:: What this task involves ::
Spot each line in the data below containing "leaf" and copy it.

[[ Extracted material, beginning ]]

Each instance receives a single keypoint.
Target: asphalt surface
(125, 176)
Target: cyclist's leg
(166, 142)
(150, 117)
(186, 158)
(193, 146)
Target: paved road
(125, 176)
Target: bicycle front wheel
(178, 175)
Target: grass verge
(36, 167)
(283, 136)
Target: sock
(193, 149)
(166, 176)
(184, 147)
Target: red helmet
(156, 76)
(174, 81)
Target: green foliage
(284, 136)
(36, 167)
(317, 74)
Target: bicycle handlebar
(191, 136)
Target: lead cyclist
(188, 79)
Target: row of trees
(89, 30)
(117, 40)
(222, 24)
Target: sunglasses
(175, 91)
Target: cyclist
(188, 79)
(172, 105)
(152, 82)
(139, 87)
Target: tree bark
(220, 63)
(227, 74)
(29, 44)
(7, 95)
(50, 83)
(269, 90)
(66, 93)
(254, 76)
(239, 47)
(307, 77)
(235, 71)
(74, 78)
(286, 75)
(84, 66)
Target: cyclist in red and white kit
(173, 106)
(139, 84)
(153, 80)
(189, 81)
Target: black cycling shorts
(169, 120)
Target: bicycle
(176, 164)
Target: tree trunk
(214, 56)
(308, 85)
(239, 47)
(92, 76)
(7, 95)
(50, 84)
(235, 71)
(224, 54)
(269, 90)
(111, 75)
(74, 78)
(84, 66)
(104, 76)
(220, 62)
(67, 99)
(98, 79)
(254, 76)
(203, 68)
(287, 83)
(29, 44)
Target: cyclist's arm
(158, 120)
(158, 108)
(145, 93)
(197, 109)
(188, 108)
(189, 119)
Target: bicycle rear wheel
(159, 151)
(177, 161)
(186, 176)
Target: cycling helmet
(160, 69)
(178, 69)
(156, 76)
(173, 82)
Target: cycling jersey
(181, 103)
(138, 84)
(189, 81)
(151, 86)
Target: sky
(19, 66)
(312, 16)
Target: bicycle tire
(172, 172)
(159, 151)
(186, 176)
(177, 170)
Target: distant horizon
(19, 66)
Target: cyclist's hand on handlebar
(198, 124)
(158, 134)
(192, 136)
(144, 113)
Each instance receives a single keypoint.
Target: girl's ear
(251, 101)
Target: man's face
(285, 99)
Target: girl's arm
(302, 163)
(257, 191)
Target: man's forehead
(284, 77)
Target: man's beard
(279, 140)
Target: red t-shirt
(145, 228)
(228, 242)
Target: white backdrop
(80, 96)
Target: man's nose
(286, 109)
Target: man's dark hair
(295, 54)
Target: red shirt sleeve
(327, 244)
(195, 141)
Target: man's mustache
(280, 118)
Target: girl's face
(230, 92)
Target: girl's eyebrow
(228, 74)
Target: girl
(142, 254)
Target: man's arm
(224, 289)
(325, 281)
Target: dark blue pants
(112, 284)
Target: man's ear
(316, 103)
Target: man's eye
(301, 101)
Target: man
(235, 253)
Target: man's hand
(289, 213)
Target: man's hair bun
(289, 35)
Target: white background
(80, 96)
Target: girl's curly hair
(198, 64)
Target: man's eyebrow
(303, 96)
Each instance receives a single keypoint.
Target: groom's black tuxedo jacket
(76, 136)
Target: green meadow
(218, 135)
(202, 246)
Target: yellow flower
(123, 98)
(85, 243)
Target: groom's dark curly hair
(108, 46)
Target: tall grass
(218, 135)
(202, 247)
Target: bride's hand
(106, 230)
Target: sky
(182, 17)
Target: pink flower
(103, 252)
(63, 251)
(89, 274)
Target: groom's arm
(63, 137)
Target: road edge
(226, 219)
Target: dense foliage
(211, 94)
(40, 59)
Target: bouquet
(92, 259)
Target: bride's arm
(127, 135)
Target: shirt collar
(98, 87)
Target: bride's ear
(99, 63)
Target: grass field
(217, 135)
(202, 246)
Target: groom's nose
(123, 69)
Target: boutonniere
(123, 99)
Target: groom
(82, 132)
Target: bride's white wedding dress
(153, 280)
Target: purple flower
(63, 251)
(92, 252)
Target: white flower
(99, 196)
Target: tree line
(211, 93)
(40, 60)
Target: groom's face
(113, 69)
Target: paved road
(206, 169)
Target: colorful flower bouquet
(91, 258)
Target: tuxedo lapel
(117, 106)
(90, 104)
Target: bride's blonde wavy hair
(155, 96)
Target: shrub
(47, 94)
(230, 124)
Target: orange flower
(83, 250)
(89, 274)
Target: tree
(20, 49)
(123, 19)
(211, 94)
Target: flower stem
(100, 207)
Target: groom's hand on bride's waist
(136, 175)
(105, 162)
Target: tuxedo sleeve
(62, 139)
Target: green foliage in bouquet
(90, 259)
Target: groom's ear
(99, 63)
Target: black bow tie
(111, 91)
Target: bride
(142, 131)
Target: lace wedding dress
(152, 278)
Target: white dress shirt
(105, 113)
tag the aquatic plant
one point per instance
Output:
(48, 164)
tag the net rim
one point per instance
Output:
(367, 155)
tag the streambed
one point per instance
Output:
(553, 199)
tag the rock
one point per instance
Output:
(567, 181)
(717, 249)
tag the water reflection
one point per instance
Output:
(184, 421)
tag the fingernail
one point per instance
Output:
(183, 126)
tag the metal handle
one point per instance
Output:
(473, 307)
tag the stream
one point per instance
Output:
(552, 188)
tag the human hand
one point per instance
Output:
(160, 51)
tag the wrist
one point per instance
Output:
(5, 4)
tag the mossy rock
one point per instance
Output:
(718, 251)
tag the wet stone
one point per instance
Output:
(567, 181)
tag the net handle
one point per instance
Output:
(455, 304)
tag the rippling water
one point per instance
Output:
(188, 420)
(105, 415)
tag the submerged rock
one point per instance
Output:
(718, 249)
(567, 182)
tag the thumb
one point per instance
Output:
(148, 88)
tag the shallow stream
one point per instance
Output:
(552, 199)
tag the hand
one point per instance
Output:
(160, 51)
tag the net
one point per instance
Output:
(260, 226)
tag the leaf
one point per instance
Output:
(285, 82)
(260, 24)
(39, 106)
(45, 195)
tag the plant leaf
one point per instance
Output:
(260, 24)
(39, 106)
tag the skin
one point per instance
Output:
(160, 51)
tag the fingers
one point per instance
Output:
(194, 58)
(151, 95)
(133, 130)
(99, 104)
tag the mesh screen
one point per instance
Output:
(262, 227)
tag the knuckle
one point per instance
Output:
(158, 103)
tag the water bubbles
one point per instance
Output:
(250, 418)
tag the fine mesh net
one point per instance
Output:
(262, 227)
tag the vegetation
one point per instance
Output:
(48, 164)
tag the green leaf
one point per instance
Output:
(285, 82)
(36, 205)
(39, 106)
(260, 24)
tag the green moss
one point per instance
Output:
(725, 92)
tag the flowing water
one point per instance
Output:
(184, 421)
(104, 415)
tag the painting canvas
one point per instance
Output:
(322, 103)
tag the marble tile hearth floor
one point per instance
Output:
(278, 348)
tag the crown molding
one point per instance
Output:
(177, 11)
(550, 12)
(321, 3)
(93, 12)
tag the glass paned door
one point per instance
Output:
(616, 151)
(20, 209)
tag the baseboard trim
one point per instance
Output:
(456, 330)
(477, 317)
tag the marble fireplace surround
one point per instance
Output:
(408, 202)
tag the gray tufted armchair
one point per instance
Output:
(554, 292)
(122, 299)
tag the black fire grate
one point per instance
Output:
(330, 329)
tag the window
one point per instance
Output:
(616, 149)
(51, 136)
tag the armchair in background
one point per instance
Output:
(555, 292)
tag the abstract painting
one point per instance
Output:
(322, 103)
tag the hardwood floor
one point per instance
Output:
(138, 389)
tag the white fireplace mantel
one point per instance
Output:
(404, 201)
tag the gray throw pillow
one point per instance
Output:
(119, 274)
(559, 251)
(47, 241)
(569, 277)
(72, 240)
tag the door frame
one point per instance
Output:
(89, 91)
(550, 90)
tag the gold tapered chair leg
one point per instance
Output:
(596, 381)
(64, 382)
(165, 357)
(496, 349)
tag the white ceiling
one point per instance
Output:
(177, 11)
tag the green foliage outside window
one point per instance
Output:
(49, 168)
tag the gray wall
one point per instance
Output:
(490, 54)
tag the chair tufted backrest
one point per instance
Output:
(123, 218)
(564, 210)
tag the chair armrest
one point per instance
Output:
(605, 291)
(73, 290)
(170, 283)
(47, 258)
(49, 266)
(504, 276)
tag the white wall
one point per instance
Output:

[[ Extracted material, end ]]

:: The completed task ::
tag the leaf
tag the plant leaf
tag the green leaf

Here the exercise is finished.